WHAT IS REQUIRED - Exclude the pictures and return every line exactly as written.

— Begin INPUT —

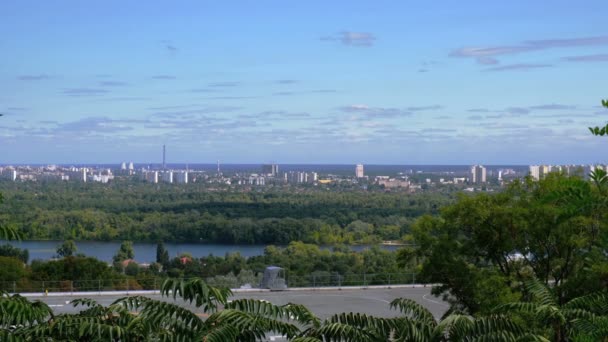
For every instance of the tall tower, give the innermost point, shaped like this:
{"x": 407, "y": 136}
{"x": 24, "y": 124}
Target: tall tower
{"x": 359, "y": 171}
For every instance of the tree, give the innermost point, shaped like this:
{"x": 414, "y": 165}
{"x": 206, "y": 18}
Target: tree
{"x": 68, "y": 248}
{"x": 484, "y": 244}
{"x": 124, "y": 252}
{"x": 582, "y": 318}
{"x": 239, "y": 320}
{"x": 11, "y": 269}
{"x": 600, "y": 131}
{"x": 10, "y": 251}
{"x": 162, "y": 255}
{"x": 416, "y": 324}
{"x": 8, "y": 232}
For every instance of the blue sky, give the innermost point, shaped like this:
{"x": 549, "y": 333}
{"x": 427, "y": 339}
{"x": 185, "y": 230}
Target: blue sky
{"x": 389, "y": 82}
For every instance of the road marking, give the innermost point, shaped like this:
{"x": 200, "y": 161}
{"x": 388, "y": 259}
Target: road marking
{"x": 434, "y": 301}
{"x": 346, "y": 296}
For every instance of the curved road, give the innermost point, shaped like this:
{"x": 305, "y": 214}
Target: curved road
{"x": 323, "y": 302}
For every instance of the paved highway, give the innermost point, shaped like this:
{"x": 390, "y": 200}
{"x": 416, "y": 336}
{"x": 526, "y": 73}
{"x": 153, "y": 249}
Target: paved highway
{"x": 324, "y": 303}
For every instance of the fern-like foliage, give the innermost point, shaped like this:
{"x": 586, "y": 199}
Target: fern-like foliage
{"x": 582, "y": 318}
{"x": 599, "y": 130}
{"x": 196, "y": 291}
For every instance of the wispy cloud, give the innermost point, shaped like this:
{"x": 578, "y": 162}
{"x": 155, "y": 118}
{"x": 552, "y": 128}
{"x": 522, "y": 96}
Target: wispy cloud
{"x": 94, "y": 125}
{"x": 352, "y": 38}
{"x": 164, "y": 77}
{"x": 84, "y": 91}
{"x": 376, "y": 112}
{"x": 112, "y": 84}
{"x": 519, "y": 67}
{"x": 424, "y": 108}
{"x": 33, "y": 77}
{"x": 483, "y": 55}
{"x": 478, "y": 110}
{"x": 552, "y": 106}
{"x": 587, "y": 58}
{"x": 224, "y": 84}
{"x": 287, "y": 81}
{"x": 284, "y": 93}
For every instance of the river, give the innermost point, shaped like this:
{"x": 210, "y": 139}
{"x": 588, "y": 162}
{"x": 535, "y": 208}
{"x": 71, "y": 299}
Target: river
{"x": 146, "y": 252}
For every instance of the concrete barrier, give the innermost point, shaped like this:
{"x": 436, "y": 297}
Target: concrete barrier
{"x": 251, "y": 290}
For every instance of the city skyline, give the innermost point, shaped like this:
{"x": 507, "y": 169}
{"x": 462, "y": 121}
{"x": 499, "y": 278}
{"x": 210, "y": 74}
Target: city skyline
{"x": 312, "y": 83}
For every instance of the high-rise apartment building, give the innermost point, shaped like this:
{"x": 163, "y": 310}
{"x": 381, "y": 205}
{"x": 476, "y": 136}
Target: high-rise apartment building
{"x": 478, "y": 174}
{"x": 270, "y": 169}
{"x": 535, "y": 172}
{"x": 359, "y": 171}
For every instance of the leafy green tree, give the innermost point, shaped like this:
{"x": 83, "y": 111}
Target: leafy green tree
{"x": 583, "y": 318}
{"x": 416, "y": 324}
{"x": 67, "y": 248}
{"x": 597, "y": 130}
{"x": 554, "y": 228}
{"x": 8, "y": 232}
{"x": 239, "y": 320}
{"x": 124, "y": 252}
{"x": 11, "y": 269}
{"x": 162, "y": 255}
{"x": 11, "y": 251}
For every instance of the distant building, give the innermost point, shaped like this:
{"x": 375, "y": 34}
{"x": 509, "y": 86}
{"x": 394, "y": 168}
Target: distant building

— End INPUT —

WRITTEN SOLUTION -
For every instance of the tall tower, give the innermost point, shaped like this:
{"x": 407, "y": 136}
{"x": 24, "y": 124}
Target: tall tower
{"x": 359, "y": 171}
For every instance of the tree, give the innermost point, shaped like this:
{"x": 414, "y": 165}
{"x": 206, "y": 18}
Target: tree
{"x": 68, "y": 248}
{"x": 484, "y": 244}
{"x": 124, "y": 252}
{"x": 582, "y": 318}
{"x": 239, "y": 320}
{"x": 11, "y": 269}
{"x": 600, "y": 131}
{"x": 10, "y": 251}
{"x": 162, "y": 255}
{"x": 416, "y": 324}
{"x": 8, "y": 232}
For every instance of the blue sky, give the innermost point, shaped like this:
{"x": 549, "y": 333}
{"x": 427, "y": 339}
{"x": 185, "y": 230}
Target: blue sky
{"x": 389, "y": 82}
For every instance of the road marking, give the innermost point, shaped like this:
{"x": 200, "y": 161}
{"x": 388, "y": 259}
Target: road marking
{"x": 434, "y": 301}
{"x": 346, "y": 296}
For every instance of the curved road, give the innermost point, shaped like this:
{"x": 305, "y": 214}
Target: curved road
{"x": 323, "y": 302}
For every instance of the paved highway, give the innermost point, shaped like this:
{"x": 390, "y": 200}
{"x": 416, "y": 336}
{"x": 526, "y": 73}
{"x": 153, "y": 249}
Target: paved highway
{"x": 324, "y": 303}
For every instance of the fern-like foliage, give the innermost point, shaped like this:
{"x": 586, "y": 199}
Target: fern-like foliage
{"x": 582, "y": 318}
{"x": 599, "y": 130}
{"x": 196, "y": 291}
For every instance of the wispy cloud, give the innermost point, shaped like this:
{"x": 578, "y": 162}
{"x": 155, "y": 118}
{"x": 552, "y": 128}
{"x": 522, "y": 96}
Target: wispy cloud
{"x": 94, "y": 125}
{"x": 352, "y": 38}
{"x": 164, "y": 77}
{"x": 84, "y": 91}
{"x": 376, "y": 112}
{"x": 112, "y": 84}
{"x": 519, "y": 67}
{"x": 424, "y": 108}
{"x": 33, "y": 77}
{"x": 483, "y": 55}
{"x": 478, "y": 110}
{"x": 552, "y": 106}
{"x": 587, "y": 58}
{"x": 224, "y": 84}
{"x": 287, "y": 81}
{"x": 284, "y": 93}
For every instance of the river, give the innermost point, shaped like this:
{"x": 210, "y": 139}
{"x": 588, "y": 162}
{"x": 535, "y": 208}
{"x": 71, "y": 299}
Target: river
{"x": 146, "y": 252}
For every instance of the concrete barrier, give the innermost point, shaped like this:
{"x": 436, "y": 297}
Target: concrete barrier
{"x": 251, "y": 290}
For every instance of the city skyline, give the innermost point, shaped like this:
{"x": 507, "y": 169}
{"x": 462, "y": 121}
{"x": 499, "y": 278}
{"x": 210, "y": 74}
Target: city skyline
{"x": 312, "y": 83}
For every instance of the high-rise apartment building, give the innermost point, shaped like this:
{"x": 163, "y": 310}
{"x": 381, "y": 205}
{"x": 476, "y": 136}
Target: high-rise apartment building
{"x": 478, "y": 174}
{"x": 270, "y": 169}
{"x": 535, "y": 172}
{"x": 359, "y": 171}
For every instance of the leafy green tree, give the innermost point, shaped like this:
{"x": 83, "y": 111}
Target: leafy green tree
{"x": 583, "y": 318}
{"x": 416, "y": 324}
{"x": 67, "y": 248}
{"x": 597, "y": 130}
{"x": 554, "y": 228}
{"x": 8, "y": 232}
{"x": 239, "y": 320}
{"x": 124, "y": 252}
{"x": 11, "y": 269}
{"x": 162, "y": 255}
{"x": 11, "y": 251}
For every instance of the distant building, give the innermost point, shaped like this:
{"x": 375, "y": 34}
{"x": 509, "y": 86}
{"x": 394, "y": 168}
Target: distant building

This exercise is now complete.